■ DATA PROVIDED ■
>>>
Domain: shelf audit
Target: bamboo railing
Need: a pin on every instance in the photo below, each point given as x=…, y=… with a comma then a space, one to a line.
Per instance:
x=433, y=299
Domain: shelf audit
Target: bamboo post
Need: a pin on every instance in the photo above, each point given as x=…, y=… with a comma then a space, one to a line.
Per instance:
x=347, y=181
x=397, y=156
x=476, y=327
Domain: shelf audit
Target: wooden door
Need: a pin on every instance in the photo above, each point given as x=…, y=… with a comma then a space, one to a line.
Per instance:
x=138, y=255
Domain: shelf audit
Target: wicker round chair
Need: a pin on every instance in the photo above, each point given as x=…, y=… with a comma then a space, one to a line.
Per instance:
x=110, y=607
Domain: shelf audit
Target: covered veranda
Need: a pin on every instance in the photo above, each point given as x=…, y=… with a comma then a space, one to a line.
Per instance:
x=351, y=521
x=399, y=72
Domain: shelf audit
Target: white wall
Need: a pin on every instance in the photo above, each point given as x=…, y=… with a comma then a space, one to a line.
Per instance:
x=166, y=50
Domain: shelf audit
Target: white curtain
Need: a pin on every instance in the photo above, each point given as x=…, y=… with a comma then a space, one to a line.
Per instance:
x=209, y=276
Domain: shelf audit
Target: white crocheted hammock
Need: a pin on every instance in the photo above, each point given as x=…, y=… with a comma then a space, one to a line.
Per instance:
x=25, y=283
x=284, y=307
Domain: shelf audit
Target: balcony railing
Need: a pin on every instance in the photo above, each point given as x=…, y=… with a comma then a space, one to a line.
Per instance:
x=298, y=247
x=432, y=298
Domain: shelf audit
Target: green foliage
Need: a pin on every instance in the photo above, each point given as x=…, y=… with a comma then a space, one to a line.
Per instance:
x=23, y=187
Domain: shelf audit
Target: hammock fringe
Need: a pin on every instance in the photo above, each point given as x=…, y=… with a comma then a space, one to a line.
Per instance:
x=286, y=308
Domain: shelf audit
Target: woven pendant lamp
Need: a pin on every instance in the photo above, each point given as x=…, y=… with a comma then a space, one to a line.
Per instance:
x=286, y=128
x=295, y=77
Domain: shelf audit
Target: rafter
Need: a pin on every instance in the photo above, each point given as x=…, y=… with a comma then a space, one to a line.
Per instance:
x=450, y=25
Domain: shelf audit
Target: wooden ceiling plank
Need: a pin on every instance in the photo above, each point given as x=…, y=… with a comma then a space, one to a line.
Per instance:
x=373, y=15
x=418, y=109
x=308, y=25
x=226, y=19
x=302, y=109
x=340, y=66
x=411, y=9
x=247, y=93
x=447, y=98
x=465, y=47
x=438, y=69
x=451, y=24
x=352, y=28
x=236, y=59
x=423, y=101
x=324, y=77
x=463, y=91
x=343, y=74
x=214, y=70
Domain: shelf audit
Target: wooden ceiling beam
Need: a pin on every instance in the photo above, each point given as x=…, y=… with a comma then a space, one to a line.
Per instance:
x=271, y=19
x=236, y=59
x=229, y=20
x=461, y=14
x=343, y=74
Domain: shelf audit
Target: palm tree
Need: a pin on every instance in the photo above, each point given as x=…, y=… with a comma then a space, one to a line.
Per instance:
<<<
■ SHORT TASK ■
Please arrange all of the records above as a Markdown table with the columns Row and Text, giving each line its own numbered row and skipping any blank lines.

■ TASK ANSWER ■
| Row | Text |
|---|---|
| 1 | Domain: shelf audit |
| 2 | Target: bamboo railing |
| 3 | Need: a pin on every instance in the photo below, each point given as x=…, y=… with a comma then a space, one to a line. |
| 4 | Per instance: |
| 5 | x=433, y=299 |
| 6 | Domain: shelf audit |
| 7 | Target: bamboo post |
| 8 | Need: a pin on every instance in the photo above, each point given as x=…, y=… with a comma then a space, one to a line. |
| 9 | Per instance: |
| 10 | x=347, y=181 |
| 11 | x=397, y=156 |
| 12 | x=476, y=327 |
| 13 | Domain: shelf audit |
| 14 | Target: wooden door |
| 15 | Need: a pin on every instance in the photo above, each point given as x=…, y=… with a comma then a space, one to a line. |
| 16 | Per instance: |
| 17 | x=138, y=255 |
| 18 | Domain: shelf audit |
| 19 | Target: wicker round chair |
| 20 | Need: a pin on every instance in the photo above, each point given as x=…, y=… with a comma then a space, one to a line. |
| 21 | Per instance: |
| 22 | x=110, y=607 |
| 23 | Domain: shelf audit |
| 24 | Target: covered veranda |
| 25 | Need: a pin on every instance in the photo above, each point given as x=…, y=… with a comma then a space, one to a line. |
| 26 | Per instance: |
| 27 | x=351, y=521 |
| 28 | x=399, y=72 |
| 29 | Domain: shelf audit |
| 30 | Target: white wall |
| 31 | Need: a pin on every instance in the photo above, each point given as x=…, y=… with a comma then a space, one to a line. |
| 32 | Per instance: |
| 33 | x=166, y=50 |
| 34 | Domain: shelf audit |
| 35 | Target: white curtain |
| 36 | Need: a pin on every instance in the photo above, each point given as x=…, y=… with a comma then a space, one to a line. |
| 37 | Per instance: |
| 38 | x=209, y=276 |
| 39 | Domain: shelf audit |
| 40 | Target: white crocheted hammock |
| 41 | Need: a pin on every instance in the photo above, each point given as x=…, y=… with a comma then a space, one to a line. |
| 42 | Per instance: |
| 43 | x=25, y=283 |
| 44 | x=284, y=307 |
| 45 | Domain: shelf audit |
| 46 | Target: balcony railing |
| 47 | Need: a pin on every instance in the photo above, each point given as x=…, y=… with a comma then a space, one to a line. |
| 48 | Per instance: |
| 49 | x=298, y=247 |
| 50 | x=432, y=298 |
| 51 | Domain: shelf audit |
| 52 | Target: green foliage |
| 53 | Need: a pin on every instance in the photo above, each point given as x=…, y=… with a comma then a space, one to a line. |
| 54 | Per instance: |
| 55 | x=23, y=187 |
| 56 | Domain: shelf audit |
| 57 | Target: hammock fringe |
| 58 | Need: a pin on every instance in the photo above, each point given as x=…, y=… with a comma then a space, one to a line. |
| 59 | Per instance: |
| 60 | x=286, y=308 |
| 61 | Domain: shelf audit |
| 62 | Target: woven pendant lamp |
| 63 | Need: a pin on every instance in the photo above, each point given as x=…, y=… with a comma then a space, one to a line. |
| 64 | Per instance: |
| 65 | x=286, y=128 |
| 66 | x=295, y=77 |
| 67 | Domain: shelf audit |
| 68 | Target: rafter |
| 69 | Need: a pin on every instance in the photo above, each point given as x=…, y=… with a comma then a space, one to a line. |
| 70 | Per instance: |
| 71 | x=450, y=25 |
| 72 | Domain: shelf audit |
| 73 | Target: wooden ceiling plank |
| 74 | Need: a pin on every instance in the photo above, each point given as x=…, y=… with a comma then a space, one to a line. |
| 75 | Per instance: |
| 76 | x=373, y=15 |
| 77 | x=418, y=109 |
| 78 | x=308, y=25 |
| 79 | x=226, y=19 |
| 80 | x=302, y=109 |
| 81 | x=340, y=66 |
| 82 | x=411, y=9 |
| 83 | x=247, y=93 |
| 84 | x=447, y=98 |
| 85 | x=465, y=47 |
| 86 | x=438, y=69 |
| 87 | x=451, y=24 |
| 88 | x=352, y=28 |
| 89 | x=236, y=59 |
| 90 | x=423, y=101 |
| 91 | x=324, y=77 |
| 92 | x=463, y=91 |
| 93 | x=343, y=74 |
| 94 | x=214, y=70 |
| 95 | Domain: shelf audit |
| 96 | Target: wooden ceiling beam |
| 97 | Need: a pin on every instance in the photo above, each point given as x=…, y=… with a comma then a space, one to a line. |
| 98 | Per instance: |
| 99 | x=271, y=19 |
| 100 | x=236, y=59 |
| 101 | x=229, y=20 |
| 102 | x=461, y=14 |
| 103 | x=343, y=74 |
| 104 | Domain: shelf audit |
| 105 | Target: palm tree |
| 106 | Need: a pin on every instance in the photo above, each point given as x=…, y=… with a comma then a space, one to a line. |
| 107 | Per instance: |